### BLOCO DE TEXTO
----

- “Srª empregada o que é o comer na cantina?”
- “Hoje é peixe…queres tirar a senha?”
- “Não…não gosto de peixe…”
Ouço repetidamente esta conversa entre miúdos na
escola e eu que, por acaso, prefiro peixe a carne interrogo-me, num misto de
curiosidade e estupefação, o que comerão
estes miúdos nas suas próprias casas…
E porque do existente se pode sempre fazer sobressair
o bom e o mau, este pequeno diálogo transporta-me aos tempos idos da minha infância
escolar vivida na bonita e envidraçada escola do Cerco do Porto.
Na década de 60 frequentava eu a referida escola e
notava que a meio da manhã chegava um camião com panelas gigantes que envolvia
um cheirinho apetecível de uma sopa que eu pensava ser universal.
Com efeito, uma simples sopa que, por vezes, é rejeitada
e pouco apetecida por nós, tornava-se naquela época um pequeno obstáculo entre
os meus sentires de criança e a escola do qual eu sempre gostei de forma
desmesurada.
Num dos primeiros dias que me apercebi da distribuição
da sopa, coloquei-me ingenuamente na fila quando, à entrada da cantina, a
funcionária com tom austero me disse: “A sopa não é para ti…”

----

### Itens guardados de uma coleção
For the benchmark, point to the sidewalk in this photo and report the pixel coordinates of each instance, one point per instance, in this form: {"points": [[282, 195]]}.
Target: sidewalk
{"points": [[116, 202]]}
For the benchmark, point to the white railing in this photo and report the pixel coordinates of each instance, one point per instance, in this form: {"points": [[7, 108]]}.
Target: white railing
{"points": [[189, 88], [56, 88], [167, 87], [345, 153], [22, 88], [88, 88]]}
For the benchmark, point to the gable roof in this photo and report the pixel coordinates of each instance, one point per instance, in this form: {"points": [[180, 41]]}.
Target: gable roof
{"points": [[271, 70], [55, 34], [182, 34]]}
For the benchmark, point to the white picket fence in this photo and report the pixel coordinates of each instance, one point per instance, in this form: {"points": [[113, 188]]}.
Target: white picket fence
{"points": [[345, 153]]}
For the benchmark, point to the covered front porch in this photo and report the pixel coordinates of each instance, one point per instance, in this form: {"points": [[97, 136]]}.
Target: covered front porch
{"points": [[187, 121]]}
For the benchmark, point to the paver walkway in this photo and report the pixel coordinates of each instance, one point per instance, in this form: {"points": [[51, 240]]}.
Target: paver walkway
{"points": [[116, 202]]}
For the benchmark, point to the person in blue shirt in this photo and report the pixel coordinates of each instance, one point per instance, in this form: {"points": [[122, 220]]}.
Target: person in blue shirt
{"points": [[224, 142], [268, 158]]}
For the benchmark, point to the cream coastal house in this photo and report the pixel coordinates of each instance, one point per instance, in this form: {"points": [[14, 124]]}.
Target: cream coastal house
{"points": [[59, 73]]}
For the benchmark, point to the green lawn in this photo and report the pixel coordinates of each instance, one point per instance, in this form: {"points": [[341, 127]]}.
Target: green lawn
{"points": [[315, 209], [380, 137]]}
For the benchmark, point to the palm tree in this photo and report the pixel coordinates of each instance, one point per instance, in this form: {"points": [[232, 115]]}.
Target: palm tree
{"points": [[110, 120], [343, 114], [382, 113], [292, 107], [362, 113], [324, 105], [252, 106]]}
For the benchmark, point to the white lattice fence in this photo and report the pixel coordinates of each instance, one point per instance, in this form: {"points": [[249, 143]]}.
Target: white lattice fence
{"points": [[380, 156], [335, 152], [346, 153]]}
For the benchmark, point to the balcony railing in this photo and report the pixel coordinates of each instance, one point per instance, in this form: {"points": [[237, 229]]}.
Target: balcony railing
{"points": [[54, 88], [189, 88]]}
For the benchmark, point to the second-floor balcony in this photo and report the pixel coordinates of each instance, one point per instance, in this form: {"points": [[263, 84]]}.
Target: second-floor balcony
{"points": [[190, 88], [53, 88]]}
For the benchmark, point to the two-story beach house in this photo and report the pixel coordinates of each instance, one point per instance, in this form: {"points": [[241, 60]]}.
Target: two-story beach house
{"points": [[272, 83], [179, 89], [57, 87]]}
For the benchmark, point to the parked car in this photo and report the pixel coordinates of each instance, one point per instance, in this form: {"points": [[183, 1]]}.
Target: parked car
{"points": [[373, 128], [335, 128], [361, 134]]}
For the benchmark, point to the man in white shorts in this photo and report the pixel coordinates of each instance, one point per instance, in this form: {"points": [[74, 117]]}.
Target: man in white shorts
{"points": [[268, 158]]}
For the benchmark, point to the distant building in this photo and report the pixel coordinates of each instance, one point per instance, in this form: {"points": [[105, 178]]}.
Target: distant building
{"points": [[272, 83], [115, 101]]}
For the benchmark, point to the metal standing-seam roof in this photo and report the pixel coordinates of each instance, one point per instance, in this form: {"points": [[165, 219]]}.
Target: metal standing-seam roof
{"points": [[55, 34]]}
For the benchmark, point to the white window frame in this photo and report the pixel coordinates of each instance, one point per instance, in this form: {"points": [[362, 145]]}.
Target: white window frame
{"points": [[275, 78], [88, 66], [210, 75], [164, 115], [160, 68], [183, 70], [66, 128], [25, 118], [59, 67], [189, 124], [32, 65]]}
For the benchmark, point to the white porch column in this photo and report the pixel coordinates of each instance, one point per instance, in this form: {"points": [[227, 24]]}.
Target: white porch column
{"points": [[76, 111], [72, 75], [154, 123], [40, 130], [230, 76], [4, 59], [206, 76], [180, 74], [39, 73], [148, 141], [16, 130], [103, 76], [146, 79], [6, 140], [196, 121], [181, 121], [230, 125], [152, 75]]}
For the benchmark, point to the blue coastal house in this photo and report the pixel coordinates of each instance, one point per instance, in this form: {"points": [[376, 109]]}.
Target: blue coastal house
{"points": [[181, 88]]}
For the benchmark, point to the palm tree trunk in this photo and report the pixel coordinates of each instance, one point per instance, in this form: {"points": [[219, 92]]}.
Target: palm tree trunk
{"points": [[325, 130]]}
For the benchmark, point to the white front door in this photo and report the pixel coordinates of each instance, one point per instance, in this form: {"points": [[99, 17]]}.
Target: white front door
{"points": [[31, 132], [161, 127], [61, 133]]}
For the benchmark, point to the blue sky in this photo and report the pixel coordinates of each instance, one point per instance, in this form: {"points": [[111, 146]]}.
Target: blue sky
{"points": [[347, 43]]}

----

### COMPLETE O SEGUINTE
A. Volte a escrever, sem mudar nada, o texto sobre a sopa da escola, tudo desde "Ouço repetidamente esta" até "desmesurada.".
B. Escreva o que vem a seguir no texto sobre a sopa da escola, a partir do ponto onde ele acaba.
Os dados vêm de outra fonte.

### RESULTADOS
A.
Ouço repetidamente esta conversa entre miúdos na
escola e eu que, por acaso, prefiro peixe a carne interrogo-me, num misto de
curiosidade e estupefação, o que comerão
estes miúdos nas suas próprias casas…
E porque do existente se pode sempre fazer sobressair
o bom e o mau, este pequeno diálogo transporta-me aos tempos idos da minha infância
escolar vivida na bonita e envidraçada escola do Cerco do Porto.
Na década de 60 frequentava eu a referida escola e
notava que a meio da manhã chegava um camião com panelas gigantes que envolvia
um cheirinho apetecível de uma sopa que eu pensava ser universal.
Com efeito, uma simples sopa que, por vezes, é rejeitada
e pouco apetecida por nós, tornava-se naquela época um pequeno obstáculo entre
os meus sentires de criança e a escola do qual eu sempre gostei de forma
desmesurada.

B.
Nesse dia regressei da escola a chorar… lembro bem a tristeza que senti por não me deixarem participar de um “meio almoço” que também eu
desejava partilhar com os meninos da Escola do Cerco.
A minha mãe, sempre atenta ao modo como eu encarava a
escola e àquilo que eu aprendia., lá ía consolando as minhas lágrimas de menina
mais emotiva e menos racional e… …num determinado dia foi falar mesmo com a professora
D. Isolina (chegada ao Porto vinda de Cinfães para acompanhar o marido, médico
num dos hospitais da cidade) para que esta possibilitasse a minha inserção no
grupo dos meninos contemplados pela sopa, ainda que tivesse que “pagar alguma
coisa”. Soube nesse mesmo dia que a sopa tinha um nome - “Sopa dos Pobres” - e que era apenas destinada
aos meninos pobres que não tinham de comer em casa. No fim da sopa, era distribuído
um molete que eu alegremente trazia para casa com uma satisfação que ainda hoje
me faz pensar demora e sorridentemente.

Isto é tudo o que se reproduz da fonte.